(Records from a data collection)
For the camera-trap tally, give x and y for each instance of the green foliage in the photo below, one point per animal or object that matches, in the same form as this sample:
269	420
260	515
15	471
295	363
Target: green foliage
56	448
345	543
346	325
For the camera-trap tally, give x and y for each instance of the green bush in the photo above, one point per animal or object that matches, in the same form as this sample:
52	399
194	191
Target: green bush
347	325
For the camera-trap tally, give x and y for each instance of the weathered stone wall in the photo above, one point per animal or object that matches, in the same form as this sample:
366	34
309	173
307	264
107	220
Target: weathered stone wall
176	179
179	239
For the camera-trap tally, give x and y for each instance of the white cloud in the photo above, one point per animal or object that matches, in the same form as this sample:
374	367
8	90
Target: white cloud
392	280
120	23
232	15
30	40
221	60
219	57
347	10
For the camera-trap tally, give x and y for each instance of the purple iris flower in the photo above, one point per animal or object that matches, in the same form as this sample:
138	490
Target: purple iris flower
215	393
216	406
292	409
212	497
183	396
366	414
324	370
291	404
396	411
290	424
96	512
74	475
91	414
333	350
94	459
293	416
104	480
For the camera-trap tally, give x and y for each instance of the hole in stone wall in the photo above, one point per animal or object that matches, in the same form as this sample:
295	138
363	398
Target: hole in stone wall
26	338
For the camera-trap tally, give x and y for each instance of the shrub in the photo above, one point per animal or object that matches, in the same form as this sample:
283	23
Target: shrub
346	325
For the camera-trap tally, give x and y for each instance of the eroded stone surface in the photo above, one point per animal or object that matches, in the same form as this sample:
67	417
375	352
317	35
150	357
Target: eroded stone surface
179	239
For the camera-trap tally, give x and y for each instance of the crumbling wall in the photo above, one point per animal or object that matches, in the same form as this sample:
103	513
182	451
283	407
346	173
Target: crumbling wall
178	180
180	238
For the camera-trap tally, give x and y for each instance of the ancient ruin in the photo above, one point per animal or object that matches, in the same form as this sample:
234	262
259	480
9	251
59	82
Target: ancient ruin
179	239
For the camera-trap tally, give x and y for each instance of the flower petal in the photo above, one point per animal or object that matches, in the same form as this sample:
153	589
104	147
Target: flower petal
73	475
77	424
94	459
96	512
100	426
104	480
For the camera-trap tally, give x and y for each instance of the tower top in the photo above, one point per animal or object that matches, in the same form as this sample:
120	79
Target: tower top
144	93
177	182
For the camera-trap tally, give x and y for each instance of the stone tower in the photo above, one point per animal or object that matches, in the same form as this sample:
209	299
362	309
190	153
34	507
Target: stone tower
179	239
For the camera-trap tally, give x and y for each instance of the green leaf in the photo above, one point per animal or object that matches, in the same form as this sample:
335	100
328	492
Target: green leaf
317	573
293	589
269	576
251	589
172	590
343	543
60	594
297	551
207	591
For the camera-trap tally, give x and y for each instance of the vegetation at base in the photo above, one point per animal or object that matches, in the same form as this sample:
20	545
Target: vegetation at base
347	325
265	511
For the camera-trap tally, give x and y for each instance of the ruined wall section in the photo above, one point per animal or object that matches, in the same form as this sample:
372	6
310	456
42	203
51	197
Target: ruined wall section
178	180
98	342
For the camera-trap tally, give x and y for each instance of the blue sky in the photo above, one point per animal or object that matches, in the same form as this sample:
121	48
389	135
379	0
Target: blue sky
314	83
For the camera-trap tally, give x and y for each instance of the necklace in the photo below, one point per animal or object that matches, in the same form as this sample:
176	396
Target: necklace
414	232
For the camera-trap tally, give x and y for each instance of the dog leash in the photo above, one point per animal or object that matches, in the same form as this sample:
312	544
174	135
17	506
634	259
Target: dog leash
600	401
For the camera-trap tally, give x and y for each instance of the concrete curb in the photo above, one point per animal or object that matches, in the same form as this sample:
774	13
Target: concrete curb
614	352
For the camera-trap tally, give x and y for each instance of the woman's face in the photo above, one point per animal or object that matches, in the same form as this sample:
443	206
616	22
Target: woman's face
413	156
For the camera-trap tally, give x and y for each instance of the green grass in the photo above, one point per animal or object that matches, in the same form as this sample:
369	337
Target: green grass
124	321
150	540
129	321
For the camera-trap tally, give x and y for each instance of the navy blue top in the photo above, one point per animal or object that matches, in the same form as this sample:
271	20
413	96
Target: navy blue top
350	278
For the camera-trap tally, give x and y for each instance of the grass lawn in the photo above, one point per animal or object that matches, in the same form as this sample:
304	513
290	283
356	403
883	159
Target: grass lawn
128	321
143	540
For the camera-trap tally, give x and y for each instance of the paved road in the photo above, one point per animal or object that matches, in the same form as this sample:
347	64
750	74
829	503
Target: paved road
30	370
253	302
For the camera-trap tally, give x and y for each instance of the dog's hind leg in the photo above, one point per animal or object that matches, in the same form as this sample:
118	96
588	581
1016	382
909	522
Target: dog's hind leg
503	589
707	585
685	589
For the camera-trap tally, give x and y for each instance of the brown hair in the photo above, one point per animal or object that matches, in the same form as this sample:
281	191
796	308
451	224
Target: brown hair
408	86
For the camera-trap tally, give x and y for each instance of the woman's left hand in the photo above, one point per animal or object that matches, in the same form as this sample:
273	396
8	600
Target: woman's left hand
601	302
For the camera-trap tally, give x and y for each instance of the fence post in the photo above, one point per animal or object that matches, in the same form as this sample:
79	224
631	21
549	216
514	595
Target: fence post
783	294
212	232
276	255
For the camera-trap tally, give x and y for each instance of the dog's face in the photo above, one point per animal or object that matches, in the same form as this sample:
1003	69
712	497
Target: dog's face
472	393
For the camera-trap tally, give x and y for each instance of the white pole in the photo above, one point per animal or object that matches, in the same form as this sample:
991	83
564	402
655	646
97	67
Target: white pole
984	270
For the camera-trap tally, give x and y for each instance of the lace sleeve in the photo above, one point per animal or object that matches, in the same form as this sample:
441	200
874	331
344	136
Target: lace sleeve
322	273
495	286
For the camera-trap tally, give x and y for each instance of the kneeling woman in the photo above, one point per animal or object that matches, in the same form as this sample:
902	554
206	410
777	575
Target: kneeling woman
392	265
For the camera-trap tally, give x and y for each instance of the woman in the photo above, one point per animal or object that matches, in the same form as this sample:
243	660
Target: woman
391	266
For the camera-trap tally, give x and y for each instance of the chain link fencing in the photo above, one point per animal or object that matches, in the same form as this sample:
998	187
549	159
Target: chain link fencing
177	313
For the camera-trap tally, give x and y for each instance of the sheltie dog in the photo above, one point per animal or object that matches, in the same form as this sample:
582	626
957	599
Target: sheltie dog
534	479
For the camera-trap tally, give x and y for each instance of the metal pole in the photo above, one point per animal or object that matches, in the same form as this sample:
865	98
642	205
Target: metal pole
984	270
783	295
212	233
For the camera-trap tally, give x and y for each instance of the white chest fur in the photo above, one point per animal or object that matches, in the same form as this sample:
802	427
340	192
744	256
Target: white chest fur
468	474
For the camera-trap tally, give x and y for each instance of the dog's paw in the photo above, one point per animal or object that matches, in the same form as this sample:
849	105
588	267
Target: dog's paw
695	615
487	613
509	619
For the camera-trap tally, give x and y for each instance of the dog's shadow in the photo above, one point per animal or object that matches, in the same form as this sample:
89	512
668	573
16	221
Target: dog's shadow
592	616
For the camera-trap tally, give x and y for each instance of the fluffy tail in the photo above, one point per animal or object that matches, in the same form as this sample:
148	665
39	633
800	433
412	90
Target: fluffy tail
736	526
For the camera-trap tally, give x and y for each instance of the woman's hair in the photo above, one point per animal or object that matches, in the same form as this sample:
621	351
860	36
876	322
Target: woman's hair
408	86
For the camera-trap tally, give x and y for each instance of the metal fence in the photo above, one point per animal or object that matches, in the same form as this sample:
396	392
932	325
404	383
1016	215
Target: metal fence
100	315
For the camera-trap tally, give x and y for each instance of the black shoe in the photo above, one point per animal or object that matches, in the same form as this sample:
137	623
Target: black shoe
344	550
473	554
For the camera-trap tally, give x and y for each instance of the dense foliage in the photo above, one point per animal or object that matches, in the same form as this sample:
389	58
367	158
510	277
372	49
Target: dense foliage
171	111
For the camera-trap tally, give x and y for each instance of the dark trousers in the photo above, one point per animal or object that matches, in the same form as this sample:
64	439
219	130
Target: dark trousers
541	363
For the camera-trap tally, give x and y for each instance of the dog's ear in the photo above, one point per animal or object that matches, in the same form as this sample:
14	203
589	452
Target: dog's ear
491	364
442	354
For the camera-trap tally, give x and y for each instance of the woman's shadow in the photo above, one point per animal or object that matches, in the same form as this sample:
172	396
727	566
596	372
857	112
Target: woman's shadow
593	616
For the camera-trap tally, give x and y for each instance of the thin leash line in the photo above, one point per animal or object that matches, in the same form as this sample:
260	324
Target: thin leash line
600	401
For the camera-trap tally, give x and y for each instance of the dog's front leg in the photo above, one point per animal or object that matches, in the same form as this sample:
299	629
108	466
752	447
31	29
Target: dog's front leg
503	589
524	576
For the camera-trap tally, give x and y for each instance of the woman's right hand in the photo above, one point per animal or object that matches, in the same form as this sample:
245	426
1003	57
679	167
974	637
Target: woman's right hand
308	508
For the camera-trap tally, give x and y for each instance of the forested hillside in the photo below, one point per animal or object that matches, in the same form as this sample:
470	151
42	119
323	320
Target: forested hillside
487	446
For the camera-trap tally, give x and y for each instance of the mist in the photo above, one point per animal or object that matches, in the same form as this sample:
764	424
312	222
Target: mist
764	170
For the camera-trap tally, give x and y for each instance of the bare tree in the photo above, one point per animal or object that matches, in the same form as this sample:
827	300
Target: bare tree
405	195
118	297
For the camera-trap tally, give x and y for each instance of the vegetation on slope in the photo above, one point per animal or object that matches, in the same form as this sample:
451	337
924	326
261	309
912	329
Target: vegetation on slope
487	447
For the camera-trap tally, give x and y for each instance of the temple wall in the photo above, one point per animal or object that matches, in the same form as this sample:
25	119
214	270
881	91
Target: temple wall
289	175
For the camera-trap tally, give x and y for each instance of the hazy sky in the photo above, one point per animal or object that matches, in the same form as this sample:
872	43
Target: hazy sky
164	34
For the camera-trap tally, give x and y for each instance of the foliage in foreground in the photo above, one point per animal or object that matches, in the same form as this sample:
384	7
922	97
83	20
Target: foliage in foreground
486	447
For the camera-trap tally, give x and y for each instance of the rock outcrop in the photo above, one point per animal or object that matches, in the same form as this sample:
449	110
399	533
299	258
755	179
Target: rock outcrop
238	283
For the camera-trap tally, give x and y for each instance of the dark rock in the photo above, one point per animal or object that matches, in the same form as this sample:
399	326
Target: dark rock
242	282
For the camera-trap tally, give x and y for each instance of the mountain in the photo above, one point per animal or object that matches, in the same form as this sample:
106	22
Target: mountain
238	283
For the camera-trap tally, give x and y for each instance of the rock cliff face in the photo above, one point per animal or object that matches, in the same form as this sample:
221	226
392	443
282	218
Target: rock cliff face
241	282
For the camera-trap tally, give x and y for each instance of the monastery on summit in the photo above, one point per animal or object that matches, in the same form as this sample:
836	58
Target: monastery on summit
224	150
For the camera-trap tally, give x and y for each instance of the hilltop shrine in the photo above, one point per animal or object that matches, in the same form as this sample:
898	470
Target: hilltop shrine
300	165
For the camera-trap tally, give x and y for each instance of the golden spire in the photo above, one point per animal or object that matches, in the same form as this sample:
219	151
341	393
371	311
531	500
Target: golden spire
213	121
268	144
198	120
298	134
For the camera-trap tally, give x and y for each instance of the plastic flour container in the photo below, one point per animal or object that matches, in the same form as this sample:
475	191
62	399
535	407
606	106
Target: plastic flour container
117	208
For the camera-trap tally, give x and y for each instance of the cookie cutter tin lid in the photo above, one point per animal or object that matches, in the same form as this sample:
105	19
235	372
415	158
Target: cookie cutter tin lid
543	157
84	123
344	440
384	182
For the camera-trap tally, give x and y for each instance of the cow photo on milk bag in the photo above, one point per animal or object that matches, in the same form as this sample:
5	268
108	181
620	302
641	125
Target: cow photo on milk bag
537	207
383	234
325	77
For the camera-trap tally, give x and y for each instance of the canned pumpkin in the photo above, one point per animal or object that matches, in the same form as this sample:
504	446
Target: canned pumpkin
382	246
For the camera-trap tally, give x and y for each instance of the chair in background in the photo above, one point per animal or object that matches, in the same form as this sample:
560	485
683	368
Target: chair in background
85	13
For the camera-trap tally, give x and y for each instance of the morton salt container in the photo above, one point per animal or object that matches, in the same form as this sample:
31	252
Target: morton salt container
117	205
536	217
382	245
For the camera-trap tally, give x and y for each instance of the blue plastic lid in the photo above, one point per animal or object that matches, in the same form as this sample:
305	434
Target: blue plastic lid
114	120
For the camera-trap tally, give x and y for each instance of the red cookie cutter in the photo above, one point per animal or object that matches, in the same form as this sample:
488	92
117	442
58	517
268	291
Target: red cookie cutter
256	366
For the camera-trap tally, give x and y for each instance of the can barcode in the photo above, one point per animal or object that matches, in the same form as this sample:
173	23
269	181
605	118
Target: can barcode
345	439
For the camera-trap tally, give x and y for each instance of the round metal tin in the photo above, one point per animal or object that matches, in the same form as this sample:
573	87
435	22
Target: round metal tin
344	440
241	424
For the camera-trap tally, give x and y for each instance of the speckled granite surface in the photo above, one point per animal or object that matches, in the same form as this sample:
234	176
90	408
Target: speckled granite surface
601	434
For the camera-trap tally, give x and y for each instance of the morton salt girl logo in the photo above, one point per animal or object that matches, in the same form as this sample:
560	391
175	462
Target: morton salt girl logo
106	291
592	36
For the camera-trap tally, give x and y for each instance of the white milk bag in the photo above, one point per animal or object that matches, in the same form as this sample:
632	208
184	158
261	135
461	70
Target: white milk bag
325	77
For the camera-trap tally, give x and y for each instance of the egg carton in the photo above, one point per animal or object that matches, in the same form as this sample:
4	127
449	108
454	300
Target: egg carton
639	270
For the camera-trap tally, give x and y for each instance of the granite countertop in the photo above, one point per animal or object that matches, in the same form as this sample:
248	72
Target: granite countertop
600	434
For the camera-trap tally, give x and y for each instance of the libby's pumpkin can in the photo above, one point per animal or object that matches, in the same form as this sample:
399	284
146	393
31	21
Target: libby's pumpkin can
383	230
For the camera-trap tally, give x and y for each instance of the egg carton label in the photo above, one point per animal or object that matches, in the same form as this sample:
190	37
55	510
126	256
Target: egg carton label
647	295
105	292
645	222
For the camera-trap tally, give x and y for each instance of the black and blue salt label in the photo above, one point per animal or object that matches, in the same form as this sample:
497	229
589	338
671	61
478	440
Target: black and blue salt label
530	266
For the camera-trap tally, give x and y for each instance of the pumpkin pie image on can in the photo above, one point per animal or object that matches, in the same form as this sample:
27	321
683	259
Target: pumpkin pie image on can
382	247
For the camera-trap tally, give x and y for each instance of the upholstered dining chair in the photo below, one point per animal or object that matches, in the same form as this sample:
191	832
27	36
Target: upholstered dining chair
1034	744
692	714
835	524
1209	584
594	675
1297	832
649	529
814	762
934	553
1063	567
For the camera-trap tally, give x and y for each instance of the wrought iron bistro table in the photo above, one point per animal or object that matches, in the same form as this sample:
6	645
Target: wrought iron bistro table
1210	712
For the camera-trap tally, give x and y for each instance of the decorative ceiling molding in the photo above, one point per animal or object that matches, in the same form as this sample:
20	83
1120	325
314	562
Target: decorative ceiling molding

* [Exercise]
Please retype the top of the data exactly, down to and including the line that holds "of the purple", and nothing further.

* [Written response]
For the camera-trap tally, give x and y for each instance of the green foliage in the photo below, one point per animal or object that matches, in the same form as this sample:
269	420
260	515
15	471
295	363
Target: green foliage
56	448
345	543
346	325
For the camera-trap tally, give x and y for each instance of the green bush in the photo above, one point per animal or object that matches, in the same form as this sample:
52	399
194	191
Target: green bush
347	325
For the camera-trap tally, give x and y for each instance of the weathered stone wall in the photo above, one point per animal or object that matches, in the same form as this sample:
366	34
309	173
307	264
107	220
Target: weathered stone wall
176	179
179	239
For the camera-trap tally, give x and y for each instance of the white cloud in the photo above, one point per animal or object that matches, in the same form as this sample:
374	367
8	90
Target: white cloud
392	280
120	23
232	15
30	40
221	60
219	57
347	10
For the camera-trap tally, give x and y for each instance of the purple iris flower in the photo above, one point per animal or object that matches, in the same form as this sample:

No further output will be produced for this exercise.